[Opening Selected text section]

Carol Finn Geophysicist at Sulphur Spring in Yellowstone

Carol at Sulphur Spring in Yellowstone, one place where the thermal waters from below break the surface. Credit: Carol Finn, Ph.D.

Yellowstone gets a lot of precipitation, which is where the system starts.

Faults (fractures) in the earth allow freshwater from the surface to go four or five kilometers deep. There, it gets heated which causes fluids to rise back up. On its way to the surface, this hot water interacts with the rocks – adding salts to the water and changing the chemistry of the rocks themselves.

The salts allowed Carol to distinguish between the freshwater and thermal fluids flowing underground.

“From our data, we can see the fingerprint of the freshwater, like snow melt, because its resistivity is higher than the thermal fluids.”

She could trace the thermal fluids as they came back up along the faults and flowed along lateral pathways before breaking the surface as thermal features in the park – like the Old Faithful Geyser or thermal ponds.

Carol’s data allowed her to see where and how the water flowed from the surface to the depths and back up again: a first for the park.

Yellowstone plumbing geophysics data

Carol's geophysical data reveals where the freshwater from above flows down into the earth, is heated, and rises back to the surface as thermal fluids. Credit: Carol Finn, Ph.D.

Faults: Where geysers get their steam

Another big surprise in the data transformed how science understood the mechanics of Yellowstone’s geysers.

Previous models suggested that while the thermal fluids did come up through faults, they were then trapped deep underground in reservoirs by younger lava flows on top. The faults never came near the surface.

Beneath these lava caps, it was thought that the hot fluids were forced to move laterally until they reached an edge of the lava flow – only then making their way to the surface.

“And it makes sense because that’s what you see. You stand at the end of the basin and you see springs. So, it’s true that that can happen,” Carol explains.


Yellowstone's famous Old Faithful Geyser gets its steam from faults that bring thermal waters up to the surface.

But, instead of finding deep fluid reservoirs capped by lava flows under Yellowstone’s thermal features, Carol’s team found faults leading up to the surface capped with clays.

“What we could see is that all the thermal areas are associated with faults, imaged as breaks in the resistivity pattern.  In addition, low magnetic susceptibilities and resistivities indicate thick clays that form over faults or fractures that bring up thermal fluids and gas.”

The geophysical data showed that areas with few thermal features, such as the central caldera, are not underlain by thermal fluid pathways nor clays. In general, faults are not blocked by lava flows, but instead come near to the surface – feeding the geysers directly.

Danger zones and microbial life

With so much survey data to dig through, Carol’s team has set their sights on some of the least known and most dangerous features in the park.

“We’ll probably do some detailed work in Yellowstone Lake to see if there’s anything that the geophysical data can tell us about hydrothermal explosion craters, which are actually the biggest hazard in the park.”

Yellowstone Lake is home to the world’s largest hydrothermal explosion, which left behind a 2.6 km wide crater around 13,800 years ago. Yet, more modern events, some as recent as 1989, have hurled boulders and rocks many metres away.1

Not much is known about hydrothermal explosions, where pressurised steam and hot fluids erupt from below blasting rocks and soil into the air. They’re so far unpredictable.

[Closing Selected text section]
[Opening Given data section]

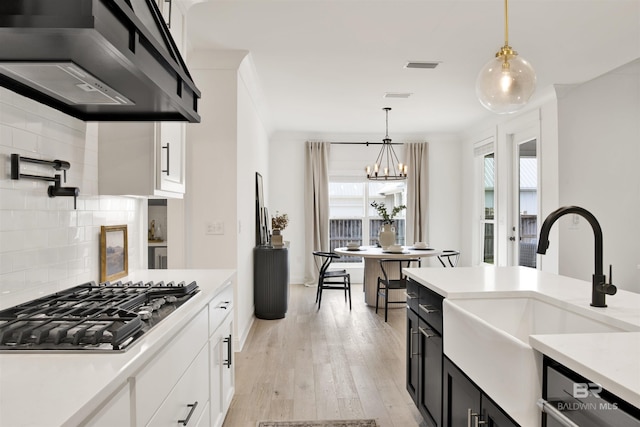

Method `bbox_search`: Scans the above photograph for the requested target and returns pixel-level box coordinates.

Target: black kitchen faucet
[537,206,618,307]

[Closing Given data section]
[Opening Given data section]

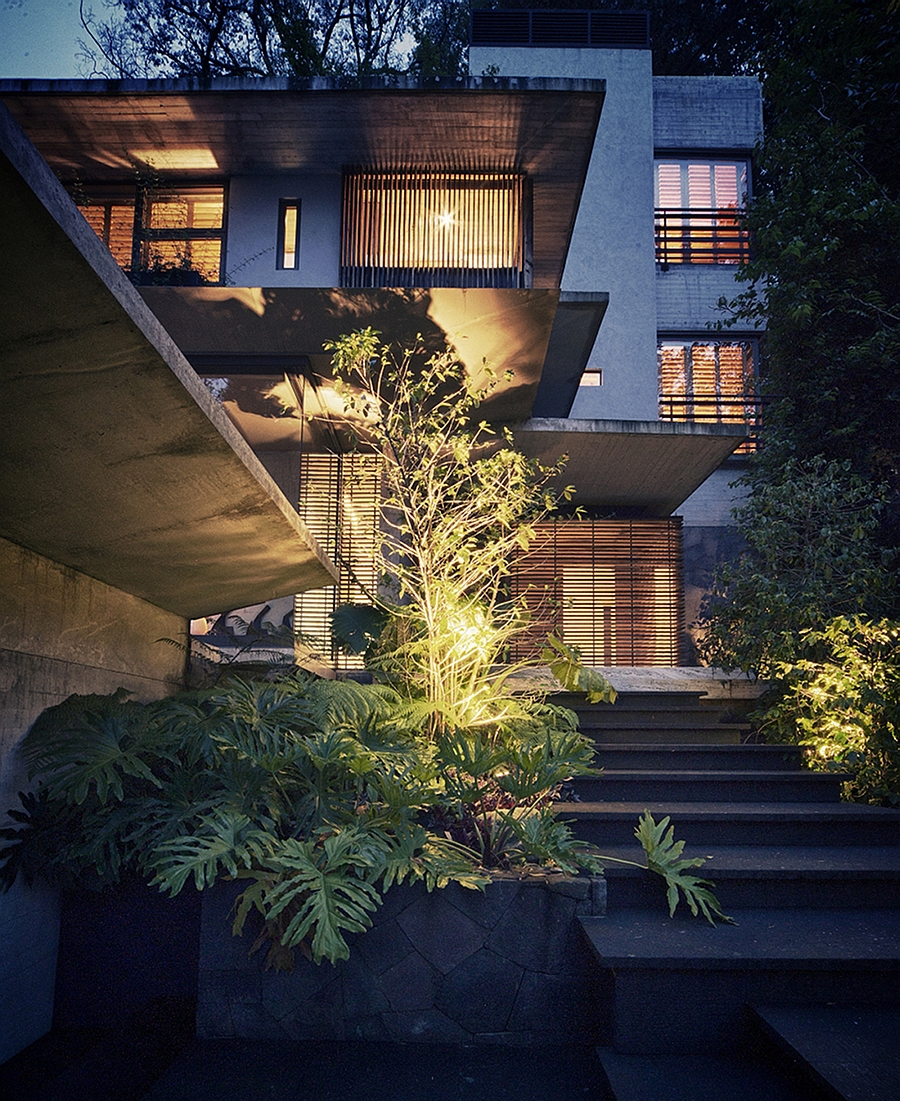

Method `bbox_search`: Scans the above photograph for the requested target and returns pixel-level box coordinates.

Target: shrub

[Closing Given data section]

Task brief: List every specific place inside Yellowstone that the passage on Yellowstone's underground water names.

Response for this exercise: Sulphur Spring, the Old Faithful Geyser, the central caldera, Yellowstone Lake